--- Excerpt ---

As part of preparing my last two talks at LCA on the kernel community, “Burning Down the Castle” and “Maintainers Don’t Scale”, I have looked into how the Kernel’s maintainer structure can be measured. One very interesting approach is looking at the pull request flows, for example done in the LWN article “How 4.4’s patches got to the mainline”. Note that in the linux kernel process, pull requests are only used to submit development from entire subsystems, not individual contributions. What I’m trying to work out here isn’t so much the overall patch flow, but focusing on how maintainers work, and how that’s different in different subsystems.
In my presentations I claimed that the kernel community is suffering from too steep hierarchies. And worse, the people in power don’t bother to apply the same rules to themselves as anyone else, especially around purported quality enforcement tools like code reviews.
For our purposes a contributor is someone who submits a patch to a mailing list, but needs a maintainer to apply it for them, to get the patch merged. A maintainer on the other hand can directly apply a patch to a subsystem tree, and will then send pull requests up the maintainer hierarchy until the patch lands in Linus’ tree. This is relatively easy to measure accurately in git: If the recorded patch author and committer match, it’s a maintainer self-commit, if they don’t match it’s a contributor commit.
There’s a few annoying special cases to handle:
Some people use different email addresses or spellings, and sometimes MTAs, patchwork and other tools used in the patch flow chain mangle things further. This could be fixed up with the mail mapping database that LWN for example uses to generate its contributor statistics. Since most maintainers have reasonable setups it doesn’t seem to matter much, hence I decided not to bother.
There are subsystems not maintained in git, but in the quilt patch management system. Andrew Morton’s tree is the only one I’m aware of, and I hacked up my scripts to handle this case. After that I realized it doesn’t matter, since Andrew merged exceedingly few of his own patches himself, most have been fixups that landed through other trees.
Also note that this is a property of each commit - the same person can be both a maintainer and a contributor, depending upon how each of their patches gets merged.
The ratio of maintainer self-commits compared to overall commits then gives us a crude, but fairly useful metric to measure how steep the kernel community overall is organized.
Measuring review is much harder. For contributor commits review is not recorded consistently. Many maintainers forgo adding an explicit Reviewed-by tag since they’re adding their own Signed-off-by tag anyway. And since that’s required for all contributor commits, it’s impossible to tell whether a patch has seen formal review before merging. A reasonable assumption though is that maintainers actually look at stuff before applying. For a minimal definition of review, “a second person looked at the patch before merging and deemed the patch a good idea” we can assume that merged contributor patches have a review ratio of 100%. Whether that’s a full formal review or not can unfortunately not be measured with the available data.

--- Entries ---

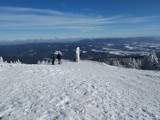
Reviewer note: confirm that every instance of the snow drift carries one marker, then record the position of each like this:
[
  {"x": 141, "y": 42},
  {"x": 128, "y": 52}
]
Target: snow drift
[{"x": 85, "y": 90}]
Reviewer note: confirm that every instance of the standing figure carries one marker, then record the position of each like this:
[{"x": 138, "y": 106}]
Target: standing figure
[
  {"x": 53, "y": 58},
  {"x": 77, "y": 54},
  {"x": 59, "y": 57}
]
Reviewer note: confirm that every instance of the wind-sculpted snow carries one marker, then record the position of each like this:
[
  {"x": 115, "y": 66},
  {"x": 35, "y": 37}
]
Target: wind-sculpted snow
[{"x": 79, "y": 91}]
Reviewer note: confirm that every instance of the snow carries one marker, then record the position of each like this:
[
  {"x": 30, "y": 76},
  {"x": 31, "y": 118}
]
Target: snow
[{"x": 78, "y": 91}]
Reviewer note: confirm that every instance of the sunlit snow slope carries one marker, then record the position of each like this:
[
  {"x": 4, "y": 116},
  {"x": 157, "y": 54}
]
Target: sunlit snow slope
[{"x": 78, "y": 91}]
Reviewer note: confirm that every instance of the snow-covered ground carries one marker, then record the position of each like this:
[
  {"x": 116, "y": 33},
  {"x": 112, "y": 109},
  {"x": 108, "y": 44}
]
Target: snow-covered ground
[{"x": 78, "y": 91}]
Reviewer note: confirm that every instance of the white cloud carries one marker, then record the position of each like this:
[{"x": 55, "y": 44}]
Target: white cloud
[{"x": 29, "y": 18}]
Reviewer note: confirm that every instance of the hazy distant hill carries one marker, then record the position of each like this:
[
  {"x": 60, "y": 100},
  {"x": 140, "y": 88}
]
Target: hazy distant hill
[{"x": 92, "y": 49}]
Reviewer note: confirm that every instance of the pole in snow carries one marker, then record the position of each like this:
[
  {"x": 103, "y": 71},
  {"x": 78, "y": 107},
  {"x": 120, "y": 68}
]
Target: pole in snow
[{"x": 77, "y": 54}]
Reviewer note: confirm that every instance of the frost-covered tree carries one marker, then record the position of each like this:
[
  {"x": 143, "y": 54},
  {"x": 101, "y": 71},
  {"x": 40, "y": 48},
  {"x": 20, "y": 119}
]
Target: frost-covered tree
[
  {"x": 43, "y": 62},
  {"x": 116, "y": 62},
  {"x": 17, "y": 62},
  {"x": 150, "y": 62},
  {"x": 1, "y": 59}
]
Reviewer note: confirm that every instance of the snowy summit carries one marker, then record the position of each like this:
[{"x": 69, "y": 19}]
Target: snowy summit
[{"x": 78, "y": 91}]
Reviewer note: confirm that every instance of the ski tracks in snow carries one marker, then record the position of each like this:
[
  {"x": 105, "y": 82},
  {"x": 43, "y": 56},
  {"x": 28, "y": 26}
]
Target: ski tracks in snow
[{"x": 79, "y": 91}]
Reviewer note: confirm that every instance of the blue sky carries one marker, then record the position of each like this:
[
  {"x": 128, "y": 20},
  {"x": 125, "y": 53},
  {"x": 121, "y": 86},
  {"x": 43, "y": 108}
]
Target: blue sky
[{"x": 52, "y": 19}]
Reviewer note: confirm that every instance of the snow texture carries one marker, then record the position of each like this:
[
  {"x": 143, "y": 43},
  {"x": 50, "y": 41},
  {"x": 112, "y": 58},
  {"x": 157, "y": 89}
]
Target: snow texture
[{"x": 78, "y": 91}]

---

Task set ▸
1. List the titles of the talks and the article named in the passage on Linux kernel maintainers.
2. Write the next part of the passage on Linux kernel maintainers, picking up after its last sentence.

Task responses ▸
1.
"Burning Down the Castle"
"Maintainers Don't Scale"
"How 4.4's patches got to the mainline"

2.
A different story is maintainer self-commits - if there is no tag indicating review by someone else, then either it didn’t happen, or the maintainer felt it’s not important enough work to justify the minimal effort to record it. Either way, a patch where the git author and committer match, and which sports no review tags in the commit message, strongly suggests it has indeed seen none.
An objection would be that these patches get reviewed by the next maintainer up, when the pull request gets merged. But there’s well over a thousand such patches each kernel release, and most of the pull requests containing them go directly to Linus in the 2 week long merge window, when the over 10k feature patches of each kernel release land in the mainline branch. It is unrealistic to assume that Linus carefully reviews hundreds of patches himself in just those 2 weeks, while getting hammered by pull requests all around. Similar considerations apply at a subsystem level.
For counting reviews I looked at anything that indicates some kind of patch review, even very informal ones, to stay consistent with the implied oversight the maintainer’s Signed-off-by line provides for merged contributor patches. I therefore included both Reviewed-by and Acked-by tags, including a plethora of misspelled and combined versions of the same.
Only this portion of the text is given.